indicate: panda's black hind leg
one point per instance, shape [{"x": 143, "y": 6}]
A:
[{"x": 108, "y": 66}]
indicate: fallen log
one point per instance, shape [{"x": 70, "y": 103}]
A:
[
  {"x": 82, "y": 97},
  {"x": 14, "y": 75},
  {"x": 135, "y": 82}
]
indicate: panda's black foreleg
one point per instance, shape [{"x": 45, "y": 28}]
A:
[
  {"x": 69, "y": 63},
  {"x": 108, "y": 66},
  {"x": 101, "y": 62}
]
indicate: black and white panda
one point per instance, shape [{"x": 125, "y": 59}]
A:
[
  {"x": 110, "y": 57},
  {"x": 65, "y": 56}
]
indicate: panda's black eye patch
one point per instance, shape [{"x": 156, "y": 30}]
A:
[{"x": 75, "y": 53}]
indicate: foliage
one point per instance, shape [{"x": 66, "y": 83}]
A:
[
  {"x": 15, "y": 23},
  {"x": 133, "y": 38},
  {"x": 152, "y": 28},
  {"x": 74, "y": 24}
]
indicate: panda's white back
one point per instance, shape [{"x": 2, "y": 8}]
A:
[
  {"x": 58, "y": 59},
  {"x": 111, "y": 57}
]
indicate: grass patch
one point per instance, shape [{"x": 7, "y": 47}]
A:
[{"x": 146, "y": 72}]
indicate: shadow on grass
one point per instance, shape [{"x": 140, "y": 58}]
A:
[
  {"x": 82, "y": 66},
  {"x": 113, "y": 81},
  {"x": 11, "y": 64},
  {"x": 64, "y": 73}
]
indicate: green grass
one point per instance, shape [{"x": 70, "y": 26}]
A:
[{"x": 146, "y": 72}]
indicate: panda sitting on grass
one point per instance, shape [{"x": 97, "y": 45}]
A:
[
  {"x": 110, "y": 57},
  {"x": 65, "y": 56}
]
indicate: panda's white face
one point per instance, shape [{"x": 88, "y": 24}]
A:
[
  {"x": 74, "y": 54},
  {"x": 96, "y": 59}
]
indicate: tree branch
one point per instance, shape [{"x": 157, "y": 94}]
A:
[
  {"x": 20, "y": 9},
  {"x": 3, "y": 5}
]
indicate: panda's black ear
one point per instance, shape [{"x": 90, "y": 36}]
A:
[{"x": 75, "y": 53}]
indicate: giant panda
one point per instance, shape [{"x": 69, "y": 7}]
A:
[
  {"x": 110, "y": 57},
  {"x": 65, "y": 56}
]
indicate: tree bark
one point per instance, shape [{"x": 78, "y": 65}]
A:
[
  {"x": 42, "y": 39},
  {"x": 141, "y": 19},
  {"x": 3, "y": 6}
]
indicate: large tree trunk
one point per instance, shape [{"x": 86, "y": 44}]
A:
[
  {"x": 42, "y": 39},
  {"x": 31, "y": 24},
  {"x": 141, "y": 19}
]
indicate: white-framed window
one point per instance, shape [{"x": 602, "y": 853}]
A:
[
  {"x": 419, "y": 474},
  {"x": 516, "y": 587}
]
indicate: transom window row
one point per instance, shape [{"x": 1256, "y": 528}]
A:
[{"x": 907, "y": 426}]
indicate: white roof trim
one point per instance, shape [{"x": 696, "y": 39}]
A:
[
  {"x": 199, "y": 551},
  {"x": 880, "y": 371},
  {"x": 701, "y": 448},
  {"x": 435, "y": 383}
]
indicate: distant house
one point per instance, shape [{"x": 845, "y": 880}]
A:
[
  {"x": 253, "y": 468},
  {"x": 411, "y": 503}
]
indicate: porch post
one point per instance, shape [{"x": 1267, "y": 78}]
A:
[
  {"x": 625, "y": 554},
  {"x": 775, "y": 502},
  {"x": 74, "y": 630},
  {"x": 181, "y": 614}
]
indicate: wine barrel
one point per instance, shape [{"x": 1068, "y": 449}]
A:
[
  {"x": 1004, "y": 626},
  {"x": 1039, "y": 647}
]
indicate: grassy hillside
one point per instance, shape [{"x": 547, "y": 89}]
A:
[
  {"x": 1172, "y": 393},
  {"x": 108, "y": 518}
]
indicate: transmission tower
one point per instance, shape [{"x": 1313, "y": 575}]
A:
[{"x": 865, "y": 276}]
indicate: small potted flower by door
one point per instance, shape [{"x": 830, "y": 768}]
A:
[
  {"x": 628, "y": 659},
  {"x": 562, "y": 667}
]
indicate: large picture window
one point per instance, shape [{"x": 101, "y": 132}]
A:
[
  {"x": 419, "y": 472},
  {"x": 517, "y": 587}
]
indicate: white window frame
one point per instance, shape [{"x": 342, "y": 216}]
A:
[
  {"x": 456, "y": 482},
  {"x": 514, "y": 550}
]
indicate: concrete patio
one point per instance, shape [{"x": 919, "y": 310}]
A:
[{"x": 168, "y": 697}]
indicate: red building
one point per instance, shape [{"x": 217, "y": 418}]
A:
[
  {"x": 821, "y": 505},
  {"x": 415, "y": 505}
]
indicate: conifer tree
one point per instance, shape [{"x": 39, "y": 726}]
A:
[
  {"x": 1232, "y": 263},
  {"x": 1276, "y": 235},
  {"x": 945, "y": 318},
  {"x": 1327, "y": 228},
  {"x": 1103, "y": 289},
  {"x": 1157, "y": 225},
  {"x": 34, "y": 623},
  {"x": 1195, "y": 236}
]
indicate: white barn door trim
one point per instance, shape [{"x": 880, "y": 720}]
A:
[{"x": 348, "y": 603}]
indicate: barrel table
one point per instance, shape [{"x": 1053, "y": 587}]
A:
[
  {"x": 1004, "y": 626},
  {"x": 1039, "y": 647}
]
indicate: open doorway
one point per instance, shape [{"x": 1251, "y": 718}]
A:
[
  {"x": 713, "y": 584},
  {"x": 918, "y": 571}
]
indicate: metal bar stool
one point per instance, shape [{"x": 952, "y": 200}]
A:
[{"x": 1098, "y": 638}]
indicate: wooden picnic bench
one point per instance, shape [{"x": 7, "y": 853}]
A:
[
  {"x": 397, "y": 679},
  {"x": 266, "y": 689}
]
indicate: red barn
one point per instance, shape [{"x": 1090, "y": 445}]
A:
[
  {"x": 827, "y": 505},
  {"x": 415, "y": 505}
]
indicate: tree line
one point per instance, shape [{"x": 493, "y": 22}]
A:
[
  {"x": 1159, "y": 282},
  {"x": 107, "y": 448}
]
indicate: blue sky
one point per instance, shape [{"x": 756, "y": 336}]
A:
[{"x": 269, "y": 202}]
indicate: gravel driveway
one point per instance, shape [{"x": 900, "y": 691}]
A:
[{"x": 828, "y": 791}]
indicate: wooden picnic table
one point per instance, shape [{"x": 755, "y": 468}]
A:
• • • • • • •
Work to complete: What is needed is a full, exact copy of the records.

Written solution:
indicate: panda's black hind leg
one point per instance, shape [{"x": 143, "y": 6}]
A:
[{"x": 108, "y": 66}]
indicate: fallen log
one point per instance, shape [{"x": 70, "y": 103}]
A:
[
  {"x": 82, "y": 97},
  {"x": 14, "y": 75},
  {"x": 135, "y": 82}
]
indicate: panda's black foreleg
one point per instance, shape [{"x": 45, "y": 28}]
A:
[
  {"x": 69, "y": 63},
  {"x": 108, "y": 66},
  {"x": 101, "y": 62}
]
indicate: black and white panda
one point per instance, shape [{"x": 125, "y": 59}]
A:
[
  {"x": 110, "y": 57},
  {"x": 65, "y": 56}
]
indicate: panda's black eye patch
one point per instance, shape [{"x": 156, "y": 30}]
A:
[{"x": 75, "y": 53}]
indicate: foliage
one point per instance, shape [{"x": 66, "y": 83}]
A:
[
  {"x": 15, "y": 23},
  {"x": 133, "y": 38},
  {"x": 152, "y": 28},
  {"x": 74, "y": 24}
]
indicate: panda's white back
one point per instance, shape [{"x": 2, "y": 8}]
A:
[
  {"x": 58, "y": 59},
  {"x": 111, "y": 57}
]
indicate: grass patch
one point per instance, shape [{"x": 7, "y": 47}]
A:
[{"x": 146, "y": 72}]
indicate: shadow on grass
one point per instance, shape [{"x": 140, "y": 58}]
A:
[
  {"x": 82, "y": 66},
  {"x": 113, "y": 81},
  {"x": 11, "y": 64},
  {"x": 64, "y": 73}
]
indicate: green grass
one point per instance, shape [{"x": 70, "y": 26}]
A:
[{"x": 146, "y": 72}]
indicate: panda sitting on grass
one point per instance, shape [{"x": 97, "y": 45}]
A:
[
  {"x": 110, "y": 57},
  {"x": 65, "y": 56}
]
indicate: panda's white face
one point per instance, shape [{"x": 88, "y": 24}]
A:
[
  {"x": 74, "y": 54},
  {"x": 96, "y": 59}
]
indicate: tree branch
one point per instance, shape [{"x": 157, "y": 94}]
A:
[
  {"x": 20, "y": 9},
  {"x": 3, "y": 5}
]
indicate: panda's black ear
one point per instance, shape [{"x": 90, "y": 36}]
A:
[{"x": 75, "y": 53}]
indicate: giant panda
one point per instance, shape [{"x": 69, "y": 7}]
A:
[
  {"x": 110, "y": 57},
  {"x": 65, "y": 56}
]
indicate: tree bark
one point per instance, shape [{"x": 78, "y": 65}]
A:
[
  {"x": 42, "y": 39},
  {"x": 141, "y": 19},
  {"x": 3, "y": 6}
]
indicate: large tree trunk
one point per instance, shape [{"x": 86, "y": 44}]
A:
[
  {"x": 42, "y": 39},
  {"x": 31, "y": 24},
  {"x": 141, "y": 19}
]
indicate: white-framed window
one point per instance, shape [{"x": 602, "y": 853}]
A:
[
  {"x": 419, "y": 474},
  {"x": 516, "y": 587}
]
indicate: transom window row
one point per instance, shape [{"x": 1256, "y": 528}]
A:
[{"x": 907, "y": 426}]
indicate: white roof trim
one point per instance, shape [{"x": 696, "y": 39}]
A:
[
  {"x": 199, "y": 551},
  {"x": 880, "y": 371},
  {"x": 701, "y": 448},
  {"x": 435, "y": 383}
]
indicate: distant house
one point per instance, shape [{"x": 845, "y": 880}]
A:
[
  {"x": 253, "y": 468},
  {"x": 411, "y": 503}
]
indicate: porch post
one point per instance, shape [{"x": 1267, "y": 78}]
A:
[
  {"x": 625, "y": 554},
  {"x": 775, "y": 502},
  {"x": 74, "y": 630},
  {"x": 181, "y": 614}
]
indicate: wine barrel
one point per instance, shape [{"x": 1068, "y": 449}]
A:
[
  {"x": 1004, "y": 626},
  {"x": 1039, "y": 647}
]
indicate: grassy hillside
one point per instance, shape [{"x": 547, "y": 89}]
A:
[
  {"x": 1172, "y": 393},
  {"x": 108, "y": 518}
]
indicate: transmission tower
one point per instance, shape [{"x": 1313, "y": 575}]
A:
[{"x": 865, "y": 276}]
indicate: small potted flower by door
one point per instance, shape [{"x": 830, "y": 768}]
A:
[
  {"x": 628, "y": 659},
  {"x": 562, "y": 667}
]
indicate: large picture window
one point per instance, shape [{"x": 101, "y": 132}]
A:
[
  {"x": 419, "y": 472},
  {"x": 517, "y": 587}
]
indicate: white window frame
one point per instance, shape [{"x": 342, "y": 216}]
A:
[
  {"x": 456, "y": 482},
  {"x": 514, "y": 550}
]
indicate: concrete patio
one point per instance, shape [{"x": 919, "y": 310}]
A:
[{"x": 168, "y": 697}]
indicate: red building
one point per instance, shape [{"x": 217, "y": 418}]
A:
[
  {"x": 821, "y": 505},
  {"x": 415, "y": 505}
]
indicate: conifer tree
one point per instance, shape [{"x": 39, "y": 726}]
A:
[
  {"x": 1232, "y": 263},
  {"x": 1276, "y": 235},
  {"x": 945, "y": 318},
  {"x": 1327, "y": 228},
  {"x": 1103, "y": 289},
  {"x": 1157, "y": 225},
  {"x": 34, "y": 623},
  {"x": 1195, "y": 236}
]
indicate: white barn door trim
one point per instance, shape [{"x": 880, "y": 720}]
A:
[{"x": 348, "y": 603}]
indicate: barrel table
one point per instance, shape [{"x": 1053, "y": 587}]
A:
[
  {"x": 1004, "y": 626},
  {"x": 1039, "y": 647}
]
indicate: open doorway
one point per instance, shape [{"x": 1251, "y": 718}]
A:
[
  {"x": 713, "y": 584},
  {"x": 918, "y": 571}
]
indicate: metal bar stool
one point per instance, shape [{"x": 952, "y": 200}]
A:
[{"x": 1098, "y": 638}]
indicate: wooden picnic bench
one point per instance, shape [{"x": 7, "y": 853}]
A:
[
  {"x": 397, "y": 679},
  {"x": 266, "y": 689}
]
indicate: red barn
one point per instance, shape [{"x": 1090, "y": 445}]
A:
[
  {"x": 827, "y": 505},
  {"x": 415, "y": 505}
]
indicate: tree line
one point per instance, shape [{"x": 493, "y": 22}]
A:
[
  {"x": 1159, "y": 282},
  {"x": 107, "y": 448}
]
indicate: blue sky
one point per instance, shape [{"x": 756, "y": 336}]
A:
[{"x": 269, "y": 202}]
indicate: gravel driveway
one point per instance, shape [{"x": 900, "y": 691}]
A:
[{"x": 828, "y": 791}]
indicate: wooden picnic table
one point per instance, shape [{"x": 755, "y": 468}]
A:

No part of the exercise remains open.